For many parents, the idea of their children taking part in a martial art or combat sport seems wrong. Who in their right mind would willingly let their children learn to fight? A good example of anti-combat sport sentiment was the recent outcry over the video of two kids in a grappling match at the Reps Retribution event in England.
As it turns out, martial arts training doesn’t generally lead to aggressive and violent behaviour, in fact it tends to do the opposite. Children who practice martial arts like judo, Brazilian jiu-jitsu, wrestling, kung fu, or karate generally have strong social skills, fight less often, and perform well in school. And this effect is particularly pronounced in at-risk children or those with special needs.

=== DATA ===
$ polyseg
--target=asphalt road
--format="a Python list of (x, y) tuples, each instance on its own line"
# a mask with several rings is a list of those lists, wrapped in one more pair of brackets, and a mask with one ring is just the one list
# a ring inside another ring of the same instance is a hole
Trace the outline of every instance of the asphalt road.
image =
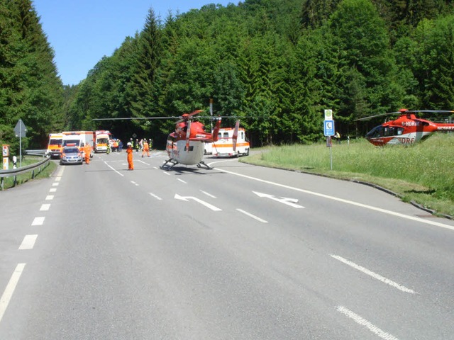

=== TO DO ===
(a) Rework the part of the martial arts passage that opens with the words containing "For many parents, the" and closes with "event in England.", replacing "parents" with "guardians".
(b) According to the martial arts passage, at which event was the video of two kids in a grappling match recorded?
Work only from the martial arts passage, not the entries.

=== ANSWERS ===
(a)
For many guardians, the idea of their children taking part in a martial art or combat sport seems wrong. Who in their right mind would willingly let their children learn to fight? A good example of anti-combat sport sentiment was the recent outcry over the video of two kids in a grappling match at the Reps Retribution event in England.

(b) The Reps Retribution event in England.